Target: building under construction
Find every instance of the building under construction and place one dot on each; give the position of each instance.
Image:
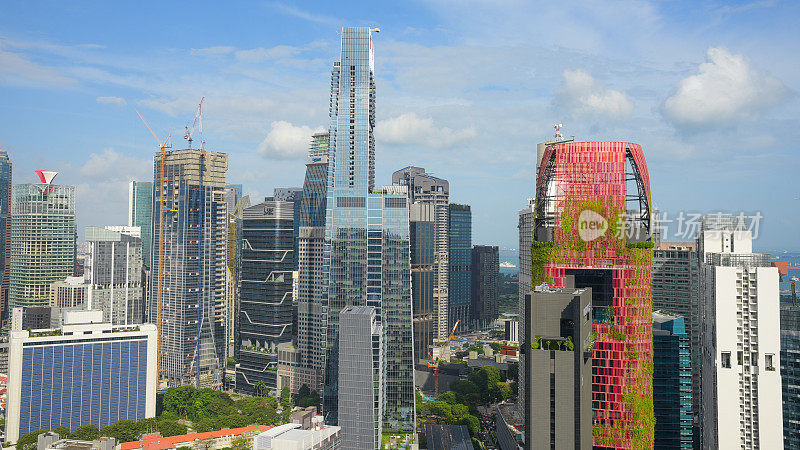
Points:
(188, 266)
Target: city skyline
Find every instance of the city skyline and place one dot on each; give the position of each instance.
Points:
(84, 84)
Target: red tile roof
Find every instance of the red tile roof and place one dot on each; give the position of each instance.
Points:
(156, 442)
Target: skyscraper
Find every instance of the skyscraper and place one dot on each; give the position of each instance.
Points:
(742, 405)
(676, 289)
(366, 255)
(265, 297)
(672, 382)
(310, 253)
(484, 301)
(589, 195)
(140, 213)
(187, 298)
(43, 237)
(426, 189)
(114, 274)
(5, 231)
(361, 378)
(460, 276)
(558, 398)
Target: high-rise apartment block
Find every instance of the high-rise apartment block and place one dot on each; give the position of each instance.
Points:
(5, 231)
(42, 240)
(361, 377)
(265, 297)
(589, 195)
(790, 374)
(424, 188)
(558, 367)
(676, 290)
(485, 285)
(366, 254)
(86, 373)
(187, 298)
(672, 382)
(114, 273)
(140, 213)
(741, 405)
(460, 284)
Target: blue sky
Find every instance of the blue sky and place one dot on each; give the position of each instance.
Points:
(465, 89)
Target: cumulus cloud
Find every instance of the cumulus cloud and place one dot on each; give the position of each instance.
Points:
(725, 89)
(583, 96)
(113, 166)
(119, 101)
(408, 128)
(285, 141)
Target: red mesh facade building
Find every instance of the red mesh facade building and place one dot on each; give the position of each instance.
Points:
(592, 222)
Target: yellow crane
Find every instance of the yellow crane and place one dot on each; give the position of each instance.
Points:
(162, 146)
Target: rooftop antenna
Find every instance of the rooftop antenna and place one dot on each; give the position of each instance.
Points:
(559, 136)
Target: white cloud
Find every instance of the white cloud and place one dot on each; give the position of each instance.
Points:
(119, 101)
(583, 96)
(285, 141)
(726, 89)
(113, 166)
(407, 129)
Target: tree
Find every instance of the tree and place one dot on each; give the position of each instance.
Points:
(28, 441)
(169, 428)
(86, 433)
(472, 423)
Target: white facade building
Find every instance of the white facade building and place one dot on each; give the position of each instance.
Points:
(741, 404)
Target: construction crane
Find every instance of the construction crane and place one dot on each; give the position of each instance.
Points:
(434, 362)
(162, 156)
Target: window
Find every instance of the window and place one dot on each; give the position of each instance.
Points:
(726, 360)
(768, 362)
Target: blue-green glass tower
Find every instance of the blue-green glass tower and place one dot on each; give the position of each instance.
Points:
(366, 252)
(672, 382)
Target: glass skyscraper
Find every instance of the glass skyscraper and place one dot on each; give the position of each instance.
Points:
(140, 212)
(366, 252)
(672, 382)
(265, 294)
(187, 274)
(460, 266)
(42, 240)
(5, 230)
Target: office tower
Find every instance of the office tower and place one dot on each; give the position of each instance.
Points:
(741, 406)
(114, 274)
(558, 397)
(91, 373)
(422, 225)
(366, 254)
(42, 239)
(790, 374)
(265, 295)
(485, 285)
(460, 283)
(525, 226)
(676, 290)
(5, 231)
(69, 292)
(140, 213)
(583, 191)
(311, 240)
(672, 382)
(361, 378)
(187, 298)
(426, 189)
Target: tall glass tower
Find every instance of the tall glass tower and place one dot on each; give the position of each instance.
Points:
(5, 229)
(366, 258)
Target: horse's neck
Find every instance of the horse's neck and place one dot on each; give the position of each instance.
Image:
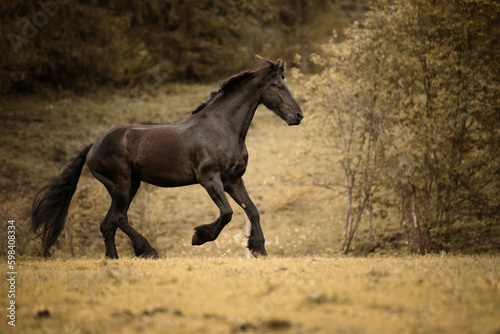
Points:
(240, 108)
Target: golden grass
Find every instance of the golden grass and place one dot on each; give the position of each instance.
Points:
(432, 294)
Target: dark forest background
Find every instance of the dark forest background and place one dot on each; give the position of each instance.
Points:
(78, 44)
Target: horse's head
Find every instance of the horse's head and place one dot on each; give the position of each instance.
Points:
(277, 96)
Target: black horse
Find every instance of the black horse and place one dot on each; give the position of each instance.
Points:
(207, 148)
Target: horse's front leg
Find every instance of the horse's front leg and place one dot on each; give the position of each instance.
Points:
(256, 241)
(210, 232)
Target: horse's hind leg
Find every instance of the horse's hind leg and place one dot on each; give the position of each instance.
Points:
(210, 232)
(122, 192)
(140, 244)
(256, 241)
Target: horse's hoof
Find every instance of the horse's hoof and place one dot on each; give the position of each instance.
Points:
(258, 253)
(151, 254)
(197, 240)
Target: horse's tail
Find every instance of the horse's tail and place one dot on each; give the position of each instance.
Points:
(51, 203)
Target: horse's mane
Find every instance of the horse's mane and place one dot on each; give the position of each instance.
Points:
(233, 81)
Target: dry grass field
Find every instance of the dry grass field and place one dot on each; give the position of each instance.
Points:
(431, 294)
(304, 286)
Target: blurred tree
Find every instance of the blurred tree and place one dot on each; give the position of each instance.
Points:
(75, 44)
(420, 79)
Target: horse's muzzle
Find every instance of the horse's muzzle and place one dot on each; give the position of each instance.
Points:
(295, 120)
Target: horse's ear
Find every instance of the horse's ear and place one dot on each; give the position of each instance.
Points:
(279, 67)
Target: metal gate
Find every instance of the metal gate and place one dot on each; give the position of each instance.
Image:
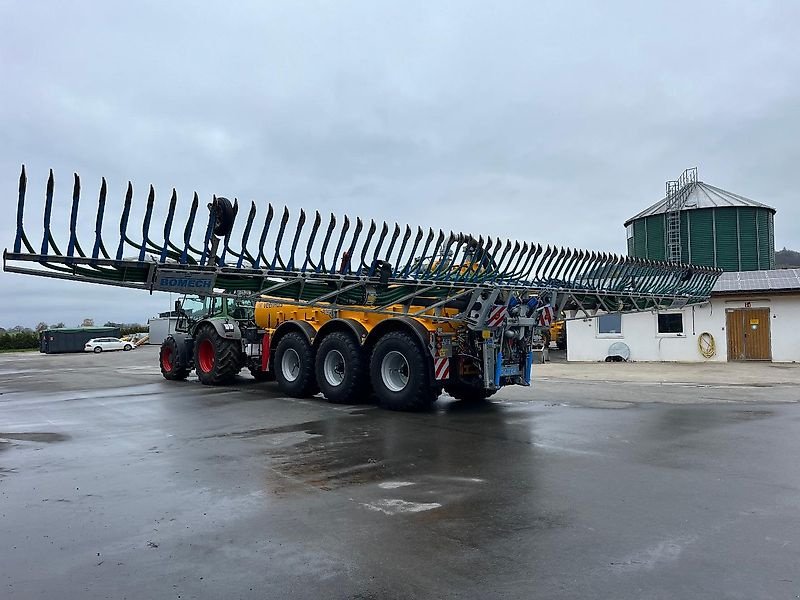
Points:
(748, 334)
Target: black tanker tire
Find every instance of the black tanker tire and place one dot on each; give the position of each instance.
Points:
(175, 373)
(305, 384)
(354, 388)
(419, 393)
(468, 393)
(227, 357)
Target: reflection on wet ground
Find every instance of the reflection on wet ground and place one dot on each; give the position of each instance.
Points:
(143, 488)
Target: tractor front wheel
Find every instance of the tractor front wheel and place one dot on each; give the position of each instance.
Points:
(217, 360)
(171, 361)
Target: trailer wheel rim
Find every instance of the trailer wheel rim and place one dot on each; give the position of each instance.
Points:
(394, 371)
(166, 358)
(290, 364)
(205, 356)
(333, 368)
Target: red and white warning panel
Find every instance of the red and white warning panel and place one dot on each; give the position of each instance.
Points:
(441, 368)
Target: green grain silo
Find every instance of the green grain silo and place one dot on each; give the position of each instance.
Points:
(704, 225)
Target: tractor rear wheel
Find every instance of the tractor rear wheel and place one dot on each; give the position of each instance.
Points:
(400, 373)
(294, 366)
(217, 360)
(171, 360)
(341, 369)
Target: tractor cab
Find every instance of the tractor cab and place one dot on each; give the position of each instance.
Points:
(193, 309)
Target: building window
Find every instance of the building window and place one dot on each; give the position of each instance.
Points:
(670, 323)
(610, 324)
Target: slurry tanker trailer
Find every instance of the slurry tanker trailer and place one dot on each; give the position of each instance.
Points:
(335, 306)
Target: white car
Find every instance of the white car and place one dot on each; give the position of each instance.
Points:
(100, 344)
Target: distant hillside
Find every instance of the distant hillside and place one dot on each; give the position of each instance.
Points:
(787, 259)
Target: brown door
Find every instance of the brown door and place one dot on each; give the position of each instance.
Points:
(748, 334)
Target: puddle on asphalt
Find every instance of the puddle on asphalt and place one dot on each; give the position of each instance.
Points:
(35, 437)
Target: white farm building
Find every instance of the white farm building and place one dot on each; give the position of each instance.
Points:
(752, 315)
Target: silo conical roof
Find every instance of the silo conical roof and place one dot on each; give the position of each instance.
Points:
(702, 195)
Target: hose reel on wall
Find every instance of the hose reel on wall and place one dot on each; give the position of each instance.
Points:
(706, 345)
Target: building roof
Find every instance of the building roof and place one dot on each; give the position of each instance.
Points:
(703, 195)
(775, 280)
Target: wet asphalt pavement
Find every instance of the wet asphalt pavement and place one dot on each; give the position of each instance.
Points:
(117, 484)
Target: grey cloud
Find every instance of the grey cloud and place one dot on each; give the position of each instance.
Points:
(547, 121)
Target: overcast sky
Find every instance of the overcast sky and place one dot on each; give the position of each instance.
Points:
(545, 121)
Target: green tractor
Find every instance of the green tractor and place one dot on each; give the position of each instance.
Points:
(217, 337)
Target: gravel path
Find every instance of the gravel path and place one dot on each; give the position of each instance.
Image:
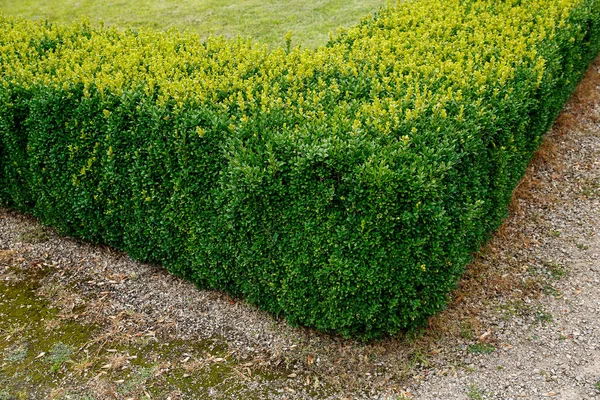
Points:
(549, 346)
(524, 322)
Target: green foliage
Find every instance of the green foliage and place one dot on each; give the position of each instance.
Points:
(344, 188)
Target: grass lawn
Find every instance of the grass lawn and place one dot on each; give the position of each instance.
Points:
(265, 20)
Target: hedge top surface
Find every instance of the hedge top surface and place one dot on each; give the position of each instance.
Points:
(344, 188)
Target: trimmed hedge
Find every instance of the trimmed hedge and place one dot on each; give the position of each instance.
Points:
(344, 188)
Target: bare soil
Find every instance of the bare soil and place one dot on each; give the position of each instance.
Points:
(79, 321)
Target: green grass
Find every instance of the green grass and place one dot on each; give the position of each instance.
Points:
(265, 20)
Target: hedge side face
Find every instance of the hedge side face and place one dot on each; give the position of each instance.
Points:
(343, 188)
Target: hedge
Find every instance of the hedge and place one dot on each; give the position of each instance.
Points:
(344, 188)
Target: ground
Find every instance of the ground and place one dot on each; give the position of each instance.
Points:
(268, 21)
(79, 321)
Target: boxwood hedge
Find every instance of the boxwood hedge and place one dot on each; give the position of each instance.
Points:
(344, 188)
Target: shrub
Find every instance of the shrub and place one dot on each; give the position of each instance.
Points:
(344, 188)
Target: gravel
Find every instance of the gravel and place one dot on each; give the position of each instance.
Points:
(523, 324)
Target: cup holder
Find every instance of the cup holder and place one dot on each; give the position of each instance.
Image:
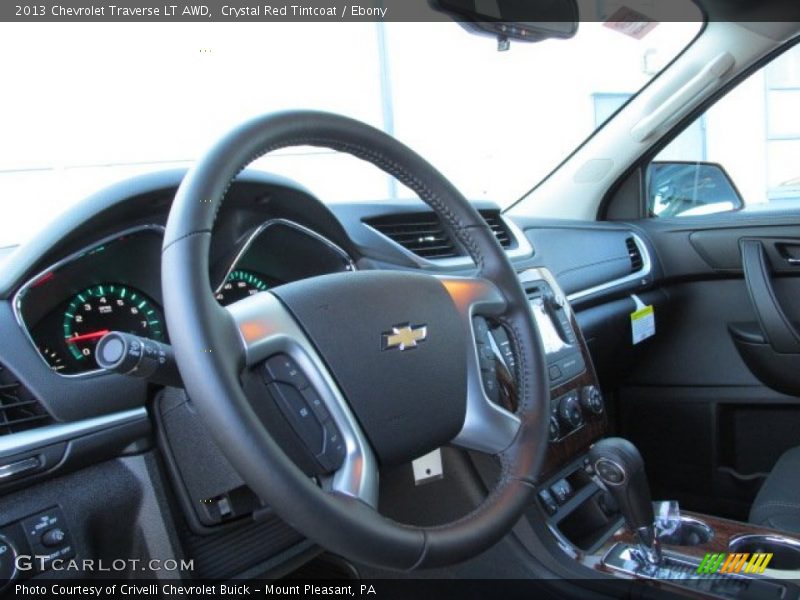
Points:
(785, 552)
(689, 532)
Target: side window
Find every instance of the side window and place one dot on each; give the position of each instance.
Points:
(743, 152)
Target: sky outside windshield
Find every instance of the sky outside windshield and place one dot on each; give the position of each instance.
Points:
(86, 105)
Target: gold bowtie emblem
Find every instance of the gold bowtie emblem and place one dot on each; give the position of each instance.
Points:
(404, 336)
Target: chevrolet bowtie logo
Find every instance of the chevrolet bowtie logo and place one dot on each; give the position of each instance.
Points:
(404, 336)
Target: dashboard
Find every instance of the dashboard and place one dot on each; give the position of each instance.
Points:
(98, 269)
(114, 285)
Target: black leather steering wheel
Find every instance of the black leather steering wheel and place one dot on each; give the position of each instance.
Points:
(390, 406)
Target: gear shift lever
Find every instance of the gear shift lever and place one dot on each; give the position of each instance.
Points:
(618, 464)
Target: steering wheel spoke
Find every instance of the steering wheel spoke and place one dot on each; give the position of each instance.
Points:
(266, 328)
(488, 427)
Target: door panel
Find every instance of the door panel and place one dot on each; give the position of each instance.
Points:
(709, 429)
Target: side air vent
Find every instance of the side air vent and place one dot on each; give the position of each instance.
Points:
(421, 233)
(495, 222)
(19, 410)
(635, 255)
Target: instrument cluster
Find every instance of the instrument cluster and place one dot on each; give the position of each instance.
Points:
(115, 285)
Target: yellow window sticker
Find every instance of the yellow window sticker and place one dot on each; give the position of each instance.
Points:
(643, 321)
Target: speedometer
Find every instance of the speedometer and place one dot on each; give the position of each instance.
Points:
(108, 307)
(240, 284)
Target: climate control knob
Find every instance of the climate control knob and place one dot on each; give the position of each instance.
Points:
(592, 399)
(8, 564)
(569, 411)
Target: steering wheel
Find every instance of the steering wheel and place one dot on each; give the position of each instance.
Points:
(391, 402)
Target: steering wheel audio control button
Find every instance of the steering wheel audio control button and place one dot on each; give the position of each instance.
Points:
(283, 369)
(299, 414)
(332, 457)
(315, 402)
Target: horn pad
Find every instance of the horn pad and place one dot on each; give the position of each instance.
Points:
(396, 346)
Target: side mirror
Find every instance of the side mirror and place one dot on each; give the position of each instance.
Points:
(684, 189)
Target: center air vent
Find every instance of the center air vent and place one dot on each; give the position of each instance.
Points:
(635, 255)
(498, 227)
(421, 233)
(19, 410)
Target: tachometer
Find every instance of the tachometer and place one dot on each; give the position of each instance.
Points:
(108, 307)
(240, 284)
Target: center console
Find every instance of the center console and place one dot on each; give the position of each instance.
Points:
(593, 496)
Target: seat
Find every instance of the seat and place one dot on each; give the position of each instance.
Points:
(777, 504)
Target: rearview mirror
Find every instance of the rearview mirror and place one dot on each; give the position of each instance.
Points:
(520, 20)
(683, 189)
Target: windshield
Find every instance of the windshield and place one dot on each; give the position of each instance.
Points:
(86, 105)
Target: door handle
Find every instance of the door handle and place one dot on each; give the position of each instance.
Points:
(776, 326)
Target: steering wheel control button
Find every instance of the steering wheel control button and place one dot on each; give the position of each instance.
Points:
(332, 456)
(299, 414)
(609, 472)
(546, 498)
(284, 369)
(569, 411)
(315, 402)
(555, 429)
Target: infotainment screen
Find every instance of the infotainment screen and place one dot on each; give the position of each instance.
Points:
(550, 338)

=====

TASK DESCRIPTION:
In the listing above, the lines from the one containing "Target: hose reel on wall" through the one containing "Target: wet asphalt pavement" must be set down exactly, with no other lines.

TASK SOLUTION:
Target: hose reel on wall
Find every instance of the hose reel on wall and place one dot on each; give the position of each instance.
Points:
(706, 345)
Target: building roof
Find every instance of the building roof and place one dot on each; give the position of each instance.
Points:
(703, 195)
(775, 280)
Target: wet asphalt pavement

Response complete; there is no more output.